■ Problem details
Exact copy, no pictures: output each line below as it stands.

Dataset records
++++++++++++++++++++
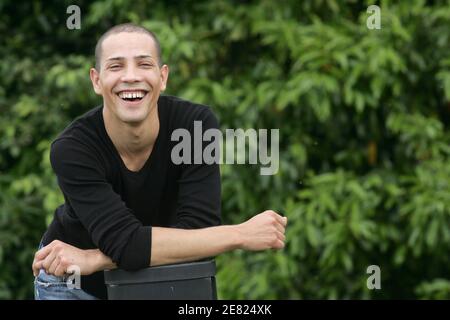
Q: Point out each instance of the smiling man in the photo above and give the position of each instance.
(127, 204)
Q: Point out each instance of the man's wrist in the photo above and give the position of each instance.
(236, 237)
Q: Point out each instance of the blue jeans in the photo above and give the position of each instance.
(49, 287)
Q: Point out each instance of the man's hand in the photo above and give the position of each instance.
(57, 257)
(263, 231)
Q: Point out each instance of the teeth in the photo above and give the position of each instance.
(131, 95)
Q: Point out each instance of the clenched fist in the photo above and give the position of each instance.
(263, 231)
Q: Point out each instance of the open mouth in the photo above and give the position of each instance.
(132, 96)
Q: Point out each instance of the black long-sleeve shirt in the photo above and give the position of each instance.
(112, 208)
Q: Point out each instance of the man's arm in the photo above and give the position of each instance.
(263, 231)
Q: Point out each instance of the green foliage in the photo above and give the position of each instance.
(364, 127)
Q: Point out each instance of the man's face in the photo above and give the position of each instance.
(130, 79)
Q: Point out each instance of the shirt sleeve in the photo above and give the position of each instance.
(199, 193)
(112, 226)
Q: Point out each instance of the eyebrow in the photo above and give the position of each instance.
(142, 56)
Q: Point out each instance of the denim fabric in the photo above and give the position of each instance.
(49, 287)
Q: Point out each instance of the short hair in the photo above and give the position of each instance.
(125, 27)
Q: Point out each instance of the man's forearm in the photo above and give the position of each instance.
(178, 245)
(170, 245)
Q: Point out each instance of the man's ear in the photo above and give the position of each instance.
(95, 79)
(164, 76)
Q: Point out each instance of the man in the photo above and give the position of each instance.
(127, 204)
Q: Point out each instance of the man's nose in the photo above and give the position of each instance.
(131, 75)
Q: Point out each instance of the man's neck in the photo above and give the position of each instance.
(132, 140)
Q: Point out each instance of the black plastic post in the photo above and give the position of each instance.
(185, 281)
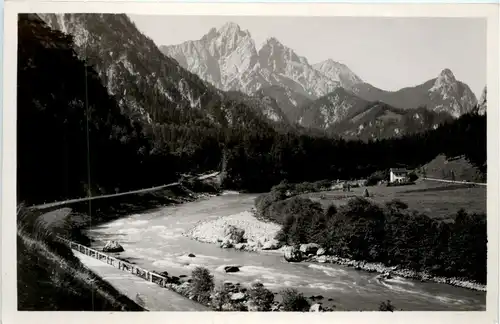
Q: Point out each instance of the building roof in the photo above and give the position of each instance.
(398, 170)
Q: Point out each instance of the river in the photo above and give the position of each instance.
(155, 241)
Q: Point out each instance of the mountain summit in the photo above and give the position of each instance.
(227, 58)
(441, 94)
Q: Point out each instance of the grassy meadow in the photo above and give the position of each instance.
(436, 199)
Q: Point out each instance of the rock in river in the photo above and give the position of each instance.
(232, 268)
(112, 246)
(271, 245)
(310, 248)
(292, 254)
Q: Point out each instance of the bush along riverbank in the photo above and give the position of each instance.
(390, 235)
(231, 232)
(249, 232)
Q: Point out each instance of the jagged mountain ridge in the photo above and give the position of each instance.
(228, 59)
(442, 94)
(331, 109)
(482, 104)
(151, 87)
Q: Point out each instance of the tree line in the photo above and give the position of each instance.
(74, 139)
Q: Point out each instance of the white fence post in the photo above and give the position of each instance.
(122, 265)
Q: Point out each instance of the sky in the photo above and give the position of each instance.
(390, 53)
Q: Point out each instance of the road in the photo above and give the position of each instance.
(147, 294)
(65, 202)
(451, 181)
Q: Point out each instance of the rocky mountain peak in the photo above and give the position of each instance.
(338, 72)
(446, 76)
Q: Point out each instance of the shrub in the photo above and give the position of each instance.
(376, 177)
(220, 297)
(202, 284)
(261, 297)
(293, 301)
(302, 220)
(331, 211)
(234, 233)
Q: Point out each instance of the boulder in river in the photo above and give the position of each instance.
++++++++++++++++++++
■ Result below
Q: Point out each instance of the smiling man in the photo above and give the position of each instance.
(127, 204)
Q: Point out each instance of the man's wrist in the photo above and give the position of each instance.
(236, 237)
Q: Point out each instance of the blue jeans in the photo above and give the position of each instance.
(49, 287)
Q: Point out each instance of the man's hand in the photo above and give the position of each instance.
(57, 257)
(263, 231)
Q: Point out each instance of the teeth in the photo above and give the position of each instance.
(131, 95)
Q: Point out each instance of the clenched fist in the photo above and give the position of each instance.
(263, 231)
Q: Point out each instance of the open mouth in the photo above and give the position of each instance.
(132, 96)
Q: Point out each instance of the black long-sleeve shirt in the photo above and give the position of each instance.
(112, 208)
Q: Point out each instance of the man's arm in the photo above and give the position of each instance.
(263, 231)
Q: Point out each instance of the green foliage in the photo above and give the position of each instance.
(364, 127)
Q: Point out each instance of the man's face in the photo above and give the position of each instance.
(130, 79)
Q: Point out each instance of the shirt sleeve in the photo above and give the position of each instance.
(199, 193)
(112, 226)
Q: Point out each instance of the eyebrow in the photo above and give the position of each instance.
(142, 56)
Q: Point out each instance of the denim fabric in the photo above and give the position of each instance.
(49, 287)
Q: Point out each instance of the short hair in the photo above and give the position of each instance.
(125, 27)
Q: Point out each instance of the man's forearm in the photo above and give the position of each instance.
(178, 245)
(170, 245)
Q: Point out each instance of the man's ear in the photo above and give the position of each instance.
(95, 79)
(164, 76)
Q: Point out each instance of the man in the photo above and give the position of each instance.
(127, 204)
Q: Point out each instance of the man's nose in the photo above and give the position of each instance.
(131, 75)
Q: Point out each instance of the man's neck in the photo above and give the position of each instance.
(132, 140)
Q: Point out each instance of the black plastic post in the photo above and give the position of each instance.
(185, 281)
Q: Point out each instance of the building roof in the photo above and give the position of each instance.
(398, 170)
Q: Point out each instance of the river in the photo above and give the position of each instance.
(155, 241)
Q: Point out each instance of the mountain summit in the photo above and give the position of each instance.
(227, 58)
(441, 94)
Q: Point out each instance of the grassy meadow in the photo above and give the position of each instance.
(436, 199)
Q: Point out each instance of the rock in river in the photo above and give the position of each instance.
(232, 268)
(112, 246)
(271, 245)
(310, 248)
(292, 254)
Q: Point out each instance of the bush along riverbank in the photo above and give the position of each instance.
(390, 235)
(231, 232)
(249, 232)
Q: Point out each instance of the jagged mountain ridge in the photo above and give the position of each instance.
(228, 59)
(442, 94)
(331, 109)
(482, 104)
(151, 87)
Q: Point out each instance of the tree line in the photo above and give the position of each instance.
(74, 139)
Q: Point out each instance of the white fence post in the photo above and give the position of each instance.
(122, 265)
Q: Point out each instance of the sky in the photo above and give the position of each instance.
(390, 53)
Q: Point out each instance of the road in the photo above and give the position of each instance.
(147, 294)
(65, 202)
(451, 181)
Q: Point out each instance of the rocky mountain peak in the photo above and give the position of each instance.
(338, 72)
(446, 76)
Q: Point out each instance of the shrub in the photo above and give the position of each instance.
(376, 177)
(220, 297)
(202, 284)
(261, 297)
(293, 301)
(302, 220)
(331, 211)
(234, 233)
Q: Point out each instance of the boulder in river in the photo above and give the position of each instance.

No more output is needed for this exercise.